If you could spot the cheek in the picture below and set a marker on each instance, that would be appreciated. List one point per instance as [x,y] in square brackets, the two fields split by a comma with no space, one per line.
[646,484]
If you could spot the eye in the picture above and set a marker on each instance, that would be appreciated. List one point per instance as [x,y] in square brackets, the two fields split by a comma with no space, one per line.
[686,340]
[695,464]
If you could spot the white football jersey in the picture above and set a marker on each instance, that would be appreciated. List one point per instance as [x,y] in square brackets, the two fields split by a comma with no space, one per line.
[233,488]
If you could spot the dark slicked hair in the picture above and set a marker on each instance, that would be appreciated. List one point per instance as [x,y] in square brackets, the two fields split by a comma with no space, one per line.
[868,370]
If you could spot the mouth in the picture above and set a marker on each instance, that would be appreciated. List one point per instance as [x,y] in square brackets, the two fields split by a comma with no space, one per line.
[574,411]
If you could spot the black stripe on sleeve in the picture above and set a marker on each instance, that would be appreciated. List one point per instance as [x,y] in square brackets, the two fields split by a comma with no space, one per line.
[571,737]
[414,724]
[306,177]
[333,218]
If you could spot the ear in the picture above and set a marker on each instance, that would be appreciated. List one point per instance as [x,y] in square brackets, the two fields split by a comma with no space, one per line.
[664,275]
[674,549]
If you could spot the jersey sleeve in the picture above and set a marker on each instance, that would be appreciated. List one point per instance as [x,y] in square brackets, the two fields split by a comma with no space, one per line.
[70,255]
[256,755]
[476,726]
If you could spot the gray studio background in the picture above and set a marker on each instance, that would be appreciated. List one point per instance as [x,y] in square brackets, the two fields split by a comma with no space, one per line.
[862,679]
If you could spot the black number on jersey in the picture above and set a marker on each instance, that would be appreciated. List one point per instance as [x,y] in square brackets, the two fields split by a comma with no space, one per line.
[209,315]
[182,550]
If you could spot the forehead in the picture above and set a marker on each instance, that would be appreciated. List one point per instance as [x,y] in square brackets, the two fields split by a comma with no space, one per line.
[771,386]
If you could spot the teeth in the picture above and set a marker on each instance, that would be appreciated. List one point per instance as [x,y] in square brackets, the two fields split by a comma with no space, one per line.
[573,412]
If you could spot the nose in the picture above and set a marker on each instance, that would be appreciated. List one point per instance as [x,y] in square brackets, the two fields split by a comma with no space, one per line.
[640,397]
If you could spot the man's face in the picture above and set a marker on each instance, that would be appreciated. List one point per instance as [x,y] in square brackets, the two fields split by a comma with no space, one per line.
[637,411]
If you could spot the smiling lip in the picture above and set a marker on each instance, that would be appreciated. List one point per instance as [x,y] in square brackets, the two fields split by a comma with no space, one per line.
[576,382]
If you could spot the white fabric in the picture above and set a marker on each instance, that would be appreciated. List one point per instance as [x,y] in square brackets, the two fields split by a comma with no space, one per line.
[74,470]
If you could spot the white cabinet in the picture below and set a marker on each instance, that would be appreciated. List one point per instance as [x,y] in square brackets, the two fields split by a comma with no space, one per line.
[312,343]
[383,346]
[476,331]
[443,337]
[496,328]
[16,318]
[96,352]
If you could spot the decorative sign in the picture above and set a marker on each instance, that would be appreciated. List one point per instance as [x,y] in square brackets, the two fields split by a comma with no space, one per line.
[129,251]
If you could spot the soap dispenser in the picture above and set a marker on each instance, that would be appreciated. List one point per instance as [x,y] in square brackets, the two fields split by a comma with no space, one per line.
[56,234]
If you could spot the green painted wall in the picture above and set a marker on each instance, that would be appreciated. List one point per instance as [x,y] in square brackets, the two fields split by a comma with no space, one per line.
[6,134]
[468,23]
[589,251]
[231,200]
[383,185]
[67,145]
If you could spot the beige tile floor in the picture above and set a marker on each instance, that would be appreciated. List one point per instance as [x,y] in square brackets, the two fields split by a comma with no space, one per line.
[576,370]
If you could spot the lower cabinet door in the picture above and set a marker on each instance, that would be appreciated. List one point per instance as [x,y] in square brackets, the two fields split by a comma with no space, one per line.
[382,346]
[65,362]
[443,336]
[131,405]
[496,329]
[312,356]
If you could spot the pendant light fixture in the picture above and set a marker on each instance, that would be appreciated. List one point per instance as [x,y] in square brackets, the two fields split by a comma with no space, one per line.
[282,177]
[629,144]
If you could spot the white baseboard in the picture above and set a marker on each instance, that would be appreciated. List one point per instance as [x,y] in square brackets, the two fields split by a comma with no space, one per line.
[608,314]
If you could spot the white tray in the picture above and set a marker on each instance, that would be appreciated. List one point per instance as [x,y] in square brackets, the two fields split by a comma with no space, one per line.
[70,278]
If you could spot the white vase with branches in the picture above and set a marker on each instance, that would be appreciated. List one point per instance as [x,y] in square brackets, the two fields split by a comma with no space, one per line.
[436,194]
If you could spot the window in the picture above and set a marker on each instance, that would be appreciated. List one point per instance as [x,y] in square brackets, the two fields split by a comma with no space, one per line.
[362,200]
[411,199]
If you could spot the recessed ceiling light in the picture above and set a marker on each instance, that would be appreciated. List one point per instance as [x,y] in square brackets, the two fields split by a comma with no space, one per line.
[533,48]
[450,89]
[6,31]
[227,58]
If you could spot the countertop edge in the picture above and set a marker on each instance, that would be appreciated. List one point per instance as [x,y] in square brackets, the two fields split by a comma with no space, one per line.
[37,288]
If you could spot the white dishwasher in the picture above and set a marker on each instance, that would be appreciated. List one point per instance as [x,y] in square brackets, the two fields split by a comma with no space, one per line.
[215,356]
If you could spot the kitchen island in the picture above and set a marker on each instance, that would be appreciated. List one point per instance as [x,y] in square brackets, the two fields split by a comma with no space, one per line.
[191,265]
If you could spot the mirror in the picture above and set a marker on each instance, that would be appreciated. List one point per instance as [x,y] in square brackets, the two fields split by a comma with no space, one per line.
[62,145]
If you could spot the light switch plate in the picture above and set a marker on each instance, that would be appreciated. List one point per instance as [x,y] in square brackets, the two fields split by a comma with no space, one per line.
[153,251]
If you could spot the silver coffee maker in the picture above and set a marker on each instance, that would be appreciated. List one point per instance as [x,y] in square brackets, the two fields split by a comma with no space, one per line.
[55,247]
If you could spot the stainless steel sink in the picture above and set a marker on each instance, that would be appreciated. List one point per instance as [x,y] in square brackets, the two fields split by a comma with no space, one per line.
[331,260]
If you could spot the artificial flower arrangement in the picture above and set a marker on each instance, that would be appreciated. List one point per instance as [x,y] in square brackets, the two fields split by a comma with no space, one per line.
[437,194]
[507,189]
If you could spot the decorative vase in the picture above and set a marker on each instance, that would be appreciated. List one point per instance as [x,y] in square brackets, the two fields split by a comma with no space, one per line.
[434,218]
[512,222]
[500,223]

▸ **EXERCISE DETAILS**: Please give all of the entries again, exactly as written.

▸ **RESPONSE TO THE EXERCISE**:
If you could spot the cheek in the picture below and set a marker on each instance, that would be appreciated. List one point per instance as [x,y] in square brackets, the two fields split by a comma with no space, one per line.
[646,484]
If you could spot the eye in the picture above and set a marker on each instance, that would be appreciated. List one point per instance as [x,y] in square brackets, the two fields split by a comma with no space, one per line.
[686,340]
[695,464]
If you could spot the white football jersey in the picture above and set a marker on each instance, that would be appreciated. List one point per instance as [x,y] in square brackets, the two fields split by a comma with no space, one per line.
[233,488]
If you could spot the dark slicked hair in the picture above and set a marker on each instance, that would be appreciated. List one point per instance as [x,y] in square brackets, the two fields split by a comma with no space, one per line.
[868,370]
If you could spot the mouth in the picture above and set a marker on each instance, that would be appreciated. List one point per instance as [x,y] in square brackets, the two fields split by a comma with no space, one per line.
[574,411]
If you could spot the black stripe on sleeve in the picture above and set a marker on each instance, that would be appreciated. List one point per instance as [x,y] in square brackets, the two fields split by a comma with no space, one per line.
[571,737]
[414,724]
[306,177]
[333,218]
If you could spot the ear in the picture above and set a marker on each instance, that would be appreciated. List one point per instance as [x,y] in square brackets, the two fields split by a comma with no space, one per line.
[664,275]
[674,549]
If you could spot the jersey sleeve in the picture above and set a marker on each instance, that would be appreciated. List one point per instance as [x,y] in square brackets, the two fields split by a comma with no space, one per line.
[70,255]
[256,755]
[476,726]
If you could spot the gray studio background in the picture above and set a marker on each instance, that would be appreciated. List one point per instance as [x,y] in square brackets, the two fields split by a comma with no space, one per line.
[862,679]
If you could spot the black number on jersey in the picture above and set a marker on each instance, that would be appreciated. List one point per instance as [x,y] in square brackets, the two fields split by a comma with no space, one per line.
[209,315]
[182,550]
If you could spot the forehead in the picture above and set a marker on each instance, that would be appreciated. List one point per instance as [x,y] in square brackets, the two fields split by a comma with no space, one per line.
[771,386]
If you could spot the teeth in the picture above and set a marker on each instance, that would be appreciated. List one point per instance as [x,y] in square brackets, the two fields split by a comma with no space, one per line.
[573,412]
If you could spot the nose in the picture above and set a marker on each instance, that would be appreciated. List one point per instance as [x,y] in square brackets, the two fields split by a comma with no space, one per line.
[640,397]
If you could spot the man's face in the picture above and set a marker on each instance, that would be appreciated. List one point per instance as [x,y] in square brackets, the two fields split by a comma with no space, one per line.
[637,411]
If you could spot the smiling lip in the picture above and set a marker on each instance, that would be appreciated. List one point per instance as [x,y] in square brackets, the two fields split by a comma with no space, one per line.
[576,382]
If you could spot the white fabric in the picture above and set a marker on each instance, that would be appreciated. List one point per instance as [x,y] in square brackets, the two fields split by a comma with no space, one per line.
[74,470]
If you could spot the white cabinet in the picture below and set a marker on each instance, that would be appreciated. List one point per instance as [x,y] in square brackets, the two fields split by a comma with no space, one per line.
[312,343]
[383,346]
[476,331]
[443,337]
[496,328]
[16,318]
[96,352]
If you could spot the decorative sign in the picture above and set a marker on each instance, that would be appreciated. List one point per instance as [x,y] in square brackets, the two fields split by a comma with no space, one per line.
[129,251]
If you could spot the soap dispenser in the picture above and set a marker on each instance, that would be appreciated. List one point per instance as [x,y] in square brackets, the two fields split by a comma with no space, one per line.
[56,234]
If you could spot the green painted wall in the picture above and set a marker on each instance, that would be appreciated. List one point per instance as [x,y] in square brackets, the two fields split by a comma with no space, one per line.
[6,134]
[468,23]
[589,251]
[231,200]
[383,185]
[67,145]
If you could spot the beige tile floor in the picture above and set a marker on each instance, that would be appreciated. List one point per instance as [x,y] in square brackets, the two fields split by a comma with no space, one per line.
[576,370]
If you could spot the lower cabinet door in the picture above and set a marker on each instance, that would be appreciated. List one point per instance as [x,y] in square brackets, the two fields split by a comma with no space, one per line.
[382,346]
[65,362]
[443,336]
[131,405]
[496,329]
[312,356]
If you could spot the pendant light fixture in the picture above and set a marker on each instance, that would be appreciated. List one point per instance as [x,y] in square brackets, the two fields split by a comma with no space, one per line.
[282,177]
[629,144]
If you could spot the white baseboard in the picture above and set a marker on each instance, that would be appreciated. List one point per instance as [x,y] in square brackets, the two fields split by a comma with no space, one per line.
[608,314]
If you could spot the white tray in the picture above and set a marker on each instance, that would be appreciated. List one point per instance as [x,y] in square brackets, the two fields split by a comma with no space, one per line.
[70,278]
If you could spot the white vase with branches in the picture above and set a marker on each instance, that would be appreciated. List one point per instance as [x,y] in square brackets, the two fields split by a comma with no space, one per line.
[436,194]
If you could spot the window in the picture above and set a marker on each instance, that would be appreciated. List one point per instance as [x,y] in square brackets, the two fields split by a comma with no space, one per line.
[362,200]
[411,199]
If you could spot the recessed ceiling light in the picture above and set a marker on each instance, that would be appreciated. List one point per instance as [x,y] in square brackets, the two fields split by a comma with no space, one per line.
[533,48]
[450,89]
[6,31]
[227,58]
If you could spot the countertop edge in the picture above and set a marker on each instance, that would be appreciated. List one point per instance as [x,y] in square brackets, the two fields split by a comma with no space, one per line.
[37,288]
If you could spot the white dishwasher in the picture above and set a marker on each instance, that would be appreciated. List one point per instance as [x,y] in square brackets, the two fields split by a comma with no space, one per line.
[215,356]
If you could spot the kitchen island in the picture above and set a marker on each instance, that would be appreciated. List one point per instance as [x,y] in square brackets, the two fields split by a comma with no space, one per line.
[191,265]
If you could spot the mirror in the picture above and set a marker on each instance, that would be appreciated. List one point per instance as [x,y] in square brackets, the two fields split by a comma with no space, one per line.
[62,145]
If you could spot the light switch plate in the picture above and set a marker on each instance, that would be appreciated. List one point per instance as [x,y] in square brackets, the two fields split by a comma with no space, one per line.
[153,251]
If you could spot the silver coffee maker in the picture above and set a marker on each instance, that would be appreciated. List one point per instance as [x,y] in square brackets, the two fields split by a comma with no space, one per line.
[55,247]
If you could spot the stainless steel sink in the picture above and set a marker on each instance, that would be appreciated. List one point per instance as [x,y] in square brackets, the two fields split by a comma with no space, one per line.
[331,260]
If you could spot the artificial flower arrangement in the picture above and set a marker on each instance, that would be appreciated. List one point per instance as [x,y] in square brackets, the two fields split by a comma with no space, one per line.
[437,194]
[507,189]
If you could spot the decorative vase in the picture above and set a marker on each instance, that would be appreciated. List one point per instance as [x,y] in square brackets, the two fields split by a comma with no space, one per line.
[434,218]
[512,222]
[500,223]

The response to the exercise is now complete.